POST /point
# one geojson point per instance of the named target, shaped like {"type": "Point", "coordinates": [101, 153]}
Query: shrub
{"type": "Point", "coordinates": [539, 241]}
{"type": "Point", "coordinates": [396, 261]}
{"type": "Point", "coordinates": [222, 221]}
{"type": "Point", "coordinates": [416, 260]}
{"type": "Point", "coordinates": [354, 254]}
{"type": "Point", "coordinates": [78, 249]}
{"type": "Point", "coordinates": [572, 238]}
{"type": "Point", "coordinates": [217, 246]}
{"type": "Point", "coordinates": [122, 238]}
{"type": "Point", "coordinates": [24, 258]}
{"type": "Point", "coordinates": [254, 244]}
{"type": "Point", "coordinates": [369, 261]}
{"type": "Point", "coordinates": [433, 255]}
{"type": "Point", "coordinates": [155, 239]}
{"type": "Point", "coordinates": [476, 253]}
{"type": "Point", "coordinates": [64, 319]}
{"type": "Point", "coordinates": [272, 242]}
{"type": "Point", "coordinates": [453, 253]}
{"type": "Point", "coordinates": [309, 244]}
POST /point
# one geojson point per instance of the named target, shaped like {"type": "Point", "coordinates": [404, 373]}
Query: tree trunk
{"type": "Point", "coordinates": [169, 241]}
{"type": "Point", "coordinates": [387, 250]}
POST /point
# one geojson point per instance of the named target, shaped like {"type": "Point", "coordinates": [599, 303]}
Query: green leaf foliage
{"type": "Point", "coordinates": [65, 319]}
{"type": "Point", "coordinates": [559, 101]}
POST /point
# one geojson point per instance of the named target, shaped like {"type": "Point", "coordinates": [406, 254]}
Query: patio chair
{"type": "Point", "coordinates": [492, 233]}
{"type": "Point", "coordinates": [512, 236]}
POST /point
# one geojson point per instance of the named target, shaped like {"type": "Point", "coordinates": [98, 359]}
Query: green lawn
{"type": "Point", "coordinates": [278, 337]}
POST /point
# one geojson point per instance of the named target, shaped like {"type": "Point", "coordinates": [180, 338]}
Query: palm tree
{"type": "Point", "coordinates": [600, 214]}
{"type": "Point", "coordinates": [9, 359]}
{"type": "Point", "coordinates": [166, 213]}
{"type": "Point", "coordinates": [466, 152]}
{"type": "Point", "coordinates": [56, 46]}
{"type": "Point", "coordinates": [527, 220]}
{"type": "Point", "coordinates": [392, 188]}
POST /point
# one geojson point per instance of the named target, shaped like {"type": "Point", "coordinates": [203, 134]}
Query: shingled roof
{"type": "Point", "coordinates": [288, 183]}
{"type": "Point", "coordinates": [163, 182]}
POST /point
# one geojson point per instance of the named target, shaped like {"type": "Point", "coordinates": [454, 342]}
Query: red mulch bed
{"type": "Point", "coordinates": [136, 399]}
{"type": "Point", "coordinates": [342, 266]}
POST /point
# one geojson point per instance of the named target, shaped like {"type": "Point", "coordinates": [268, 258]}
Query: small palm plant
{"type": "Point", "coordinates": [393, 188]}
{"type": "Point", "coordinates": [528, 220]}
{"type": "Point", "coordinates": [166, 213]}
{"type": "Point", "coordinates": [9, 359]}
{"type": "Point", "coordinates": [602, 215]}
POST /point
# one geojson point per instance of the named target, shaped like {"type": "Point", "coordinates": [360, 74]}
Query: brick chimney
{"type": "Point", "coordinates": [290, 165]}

+ + +

Direction
Pick out and copy every line of the records that contains the string "palm". Case counts.

Exercise answer
Query: palm tree
Query: small palm plant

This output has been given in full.